— THINGS TO DO —
A - In the review methods passage, what was extracted for PICO question #1 when accuracy was unavailable?
B - Carry on the review methods passage past its final sentence.

— SELECTED EXTRACT —
The following data were extracted from eligible studies using a standardized form: title, authors, publication year, DOI, review question, population studied, number of cases, number of controls, AI method, reference test, outcomes, type of internal validation, and type of external validation. For PICO question #1, disease diagnosis (i.e., classification task), we extracted accuracy; if accuracy was unavailable, we extracted the area under the receiver operator characteristic curve (AUROC). For PICO question #2, quantitative phenotyping, we extracted the coefficient of correlation (r) or coefficient of determination (r2) for correlation or regression tasks, and accuracy or AUROC for disease severity classification. When these were unavailable, we extracted free text outcomes. We extracted the best-performing metric for each AI model used for outcome reporting.

— EXTRACTED DATA —
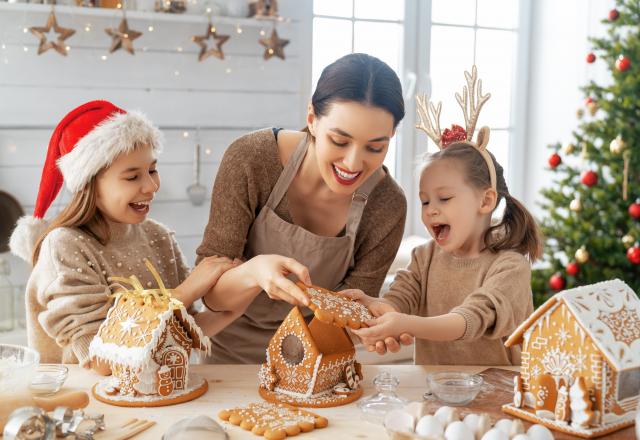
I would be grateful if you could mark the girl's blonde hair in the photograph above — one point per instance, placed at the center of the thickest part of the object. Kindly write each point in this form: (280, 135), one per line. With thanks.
(82, 212)
(518, 229)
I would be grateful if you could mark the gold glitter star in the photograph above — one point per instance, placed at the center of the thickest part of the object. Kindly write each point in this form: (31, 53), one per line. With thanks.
(201, 40)
(122, 37)
(63, 33)
(273, 45)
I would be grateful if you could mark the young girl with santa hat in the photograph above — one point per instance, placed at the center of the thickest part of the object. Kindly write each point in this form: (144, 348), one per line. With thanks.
(106, 157)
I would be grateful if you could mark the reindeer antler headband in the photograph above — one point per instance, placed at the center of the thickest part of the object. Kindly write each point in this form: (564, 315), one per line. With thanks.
(471, 102)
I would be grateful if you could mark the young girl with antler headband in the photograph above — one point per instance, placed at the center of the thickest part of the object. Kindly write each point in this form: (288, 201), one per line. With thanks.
(467, 289)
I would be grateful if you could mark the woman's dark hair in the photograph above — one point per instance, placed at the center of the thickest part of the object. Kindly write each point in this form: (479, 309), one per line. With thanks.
(361, 78)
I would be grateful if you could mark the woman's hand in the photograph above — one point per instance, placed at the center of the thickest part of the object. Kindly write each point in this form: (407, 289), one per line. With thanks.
(270, 273)
(203, 277)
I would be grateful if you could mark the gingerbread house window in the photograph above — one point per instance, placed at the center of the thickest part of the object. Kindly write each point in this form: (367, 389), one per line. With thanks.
(628, 383)
(292, 350)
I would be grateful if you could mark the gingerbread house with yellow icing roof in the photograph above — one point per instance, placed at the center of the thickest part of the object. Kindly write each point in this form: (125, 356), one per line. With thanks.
(580, 370)
(310, 365)
(147, 339)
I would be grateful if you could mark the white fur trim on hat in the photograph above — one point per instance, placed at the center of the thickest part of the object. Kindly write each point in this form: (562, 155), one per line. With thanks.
(23, 238)
(101, 146)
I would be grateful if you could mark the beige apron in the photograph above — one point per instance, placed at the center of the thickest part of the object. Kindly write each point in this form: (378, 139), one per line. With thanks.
(327, 258)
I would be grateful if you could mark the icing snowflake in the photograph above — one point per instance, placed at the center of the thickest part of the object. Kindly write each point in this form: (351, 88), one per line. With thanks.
(536, 371)
(624, 324)
(128, 325)
(558, 363)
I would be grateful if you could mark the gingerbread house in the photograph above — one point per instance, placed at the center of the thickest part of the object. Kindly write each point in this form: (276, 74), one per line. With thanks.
(310, 365)
(147, 339)
(580, 369)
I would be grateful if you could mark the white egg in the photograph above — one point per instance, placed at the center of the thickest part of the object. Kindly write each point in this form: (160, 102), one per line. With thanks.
(447, 415)
(539, 432)
(399, 420)
(504, 425)
(429, 426)
(458, 431)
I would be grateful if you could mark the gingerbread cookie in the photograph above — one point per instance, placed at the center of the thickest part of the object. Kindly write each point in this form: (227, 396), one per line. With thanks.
(333, 308)
(274, 421)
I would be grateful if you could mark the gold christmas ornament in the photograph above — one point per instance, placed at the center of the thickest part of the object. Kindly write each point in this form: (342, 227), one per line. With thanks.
(569, 148)
(122, 37)
(575, 205)
(582, 255)
(219, 40)
(63, 33)
(273, 46)
(618, 145)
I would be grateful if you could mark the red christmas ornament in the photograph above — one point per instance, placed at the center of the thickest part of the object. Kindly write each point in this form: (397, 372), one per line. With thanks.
(623, 63)
(573, 268)
(634, 209)
(633, 254)
(613, 15)
(554, 160)
(589, 178)
(455, 134)
(556, 282)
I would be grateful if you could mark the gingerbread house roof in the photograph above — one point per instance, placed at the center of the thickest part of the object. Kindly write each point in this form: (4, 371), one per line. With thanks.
(133, 329)
(608, 312)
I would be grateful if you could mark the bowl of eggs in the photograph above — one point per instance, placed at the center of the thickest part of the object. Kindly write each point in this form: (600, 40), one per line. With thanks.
(413, 423)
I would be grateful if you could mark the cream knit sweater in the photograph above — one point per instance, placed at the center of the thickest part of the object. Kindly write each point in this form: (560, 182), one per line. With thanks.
(67, 295)
(492, 292)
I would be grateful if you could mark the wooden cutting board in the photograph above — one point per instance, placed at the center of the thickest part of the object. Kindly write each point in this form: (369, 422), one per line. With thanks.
(498, 390)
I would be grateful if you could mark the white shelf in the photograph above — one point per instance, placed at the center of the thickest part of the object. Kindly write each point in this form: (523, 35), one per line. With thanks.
(143, 15)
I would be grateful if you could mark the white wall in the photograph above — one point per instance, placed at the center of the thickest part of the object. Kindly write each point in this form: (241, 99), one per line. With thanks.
(558, 48)
(37, 91)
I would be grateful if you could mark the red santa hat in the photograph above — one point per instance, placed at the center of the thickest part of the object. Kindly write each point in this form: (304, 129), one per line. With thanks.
(88, 139)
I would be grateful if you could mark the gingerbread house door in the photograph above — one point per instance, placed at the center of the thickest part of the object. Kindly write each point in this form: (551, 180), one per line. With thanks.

— RESPONSES FOR EACH TASK —
A - The area under the receiver operator characteristic curve (AUROC).

B -
A quality assessment was performed by evaluating the presence of internal and external validation methods. Internal validation included cross-validation or split sample testing. External validation refers to using an independent dataset not used during the model training or testing phases to attempt to replicate the model’s performance. Risk of bias was assessed as per QUADAS-2 (Quality Assessment of Diagnostic Accuracy Studies 2) guidelines []. QUADAS-2 complements the data extraction process by evaluating four key domains: patient selection, index test, reference standard, and flow and timing of patients through the study. Each domain was assessed for risk of bias and review applicability concerns. The risk of bias was rated as low, high, or unclear based on specific criteria, while the review applicability was rated similarly based on how well the study aligned with the review question. Based on QUADAS-2 guidance, we tailored the index test interpretation to the unique challenges of AI diagnostic studies. Key concerns include data leakage, feature selection, adequacy of validation processes and data partitioning, and threshold identification.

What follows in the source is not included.